### DESCRIPTION OF THE TASK
Rewrite the records below with every "screenshot" changed to "image" and nothing else altered. Leave the pictures out of your version.

※

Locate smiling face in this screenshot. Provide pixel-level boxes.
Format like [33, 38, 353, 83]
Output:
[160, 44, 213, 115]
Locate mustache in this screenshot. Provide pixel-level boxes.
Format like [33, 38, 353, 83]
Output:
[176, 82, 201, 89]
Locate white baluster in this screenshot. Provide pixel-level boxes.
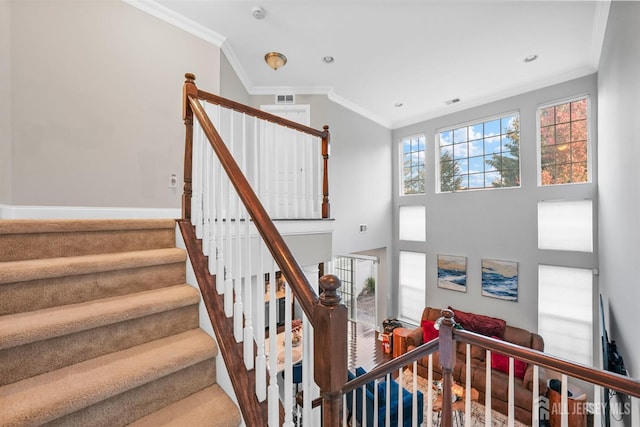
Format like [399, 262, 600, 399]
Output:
[531, 365, 540, 426]
[268, 260, 280, 426]
[560, 374, 569, 427]
[243, 211, 252, 369]
[191, 111, 204, 234]
[284, 284, 293, 426]
[255, 239, 267, 402]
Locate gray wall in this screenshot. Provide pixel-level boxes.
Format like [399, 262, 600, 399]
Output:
[6, 0, 219, 208]
[0, 1, 11, 204]
[392, 75, 597, 331]
[598, 1, 640, 382]
[220, 54, 251, 105]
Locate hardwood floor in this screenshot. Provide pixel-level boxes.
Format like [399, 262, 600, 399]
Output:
[347, 321, 392, 372]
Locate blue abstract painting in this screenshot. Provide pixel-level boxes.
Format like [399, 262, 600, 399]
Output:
[438, 255, 467, 292]
[482, 259, 518, 301]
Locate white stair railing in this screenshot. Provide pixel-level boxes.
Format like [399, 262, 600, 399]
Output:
[191, 101, 322, 426]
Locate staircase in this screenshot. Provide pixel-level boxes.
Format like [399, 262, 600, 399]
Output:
[0, 220, 241, 427]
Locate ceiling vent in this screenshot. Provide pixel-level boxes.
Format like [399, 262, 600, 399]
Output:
[276, 94, 296, 104]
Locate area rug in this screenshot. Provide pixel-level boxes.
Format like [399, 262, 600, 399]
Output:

※

### TASK RESPONSE
Locate smiling face in this image. Provide pixel-level boxes.
Format like [33, 38, 353, 83]
Output:
[160, 44, 213, 115]
Locate mustache in this image. Provide pixel-level boxes.
Format like [33, 38, 353, 83]
Output:
[176, 82, 201, 89]
Locate white baluster in this image. Provide pixel-level boxes.
Format like [399, 262, 600, 399]
Output:
[531, 365, 540, 426]
[268, 260, 280, 426]
[560, 374, 569, 427]
[243, 211, 252, 369]
[191, 111, 204, 234]
[284, 284, 293, 426]
[255, 239, 267, 402]
Locate gray wall in this image. Provide pixel-level boxes.
Format like [399, 262, 600, 399]
Output:
[6, 0, 219, 208]
[0, 1, 11, 204]
[392, 75, 597, 331]
[598, 1, 640, 382]
[220, 54, 251, 105]
Locate hardwood floor in this image. Provide pixel-level boxes.
Format like [399, 262, 600, 399]
Output:
[347, 321, 392, 372]
Locate blue abstract painting in this image. Provide pixel-level boxes.
Format like [399, 262, 600, 399]
Output:
[438, 255, 467, 292]
[482, 259, 518, 301]
Locate white stair railing in this image. Provide pixel-level boxes.
Format like [399, 262, 600, 399]
Output:
[191, 101, 322, 426]
Locate staircase in this image. Provide pixel-level boxes.
Format like [399, 262, 600, 399]
Output:
[0, 220, 241, 427]
Locate ceiling vent in this image. Provide pixel-level boxes.
Format like [399, 262, 600, 399]
Output:
[276, 94, 296, 104]
Locate area rug in this image. Provide pixel-level boxes.
Format like [399, 262, 600, 399]
Output:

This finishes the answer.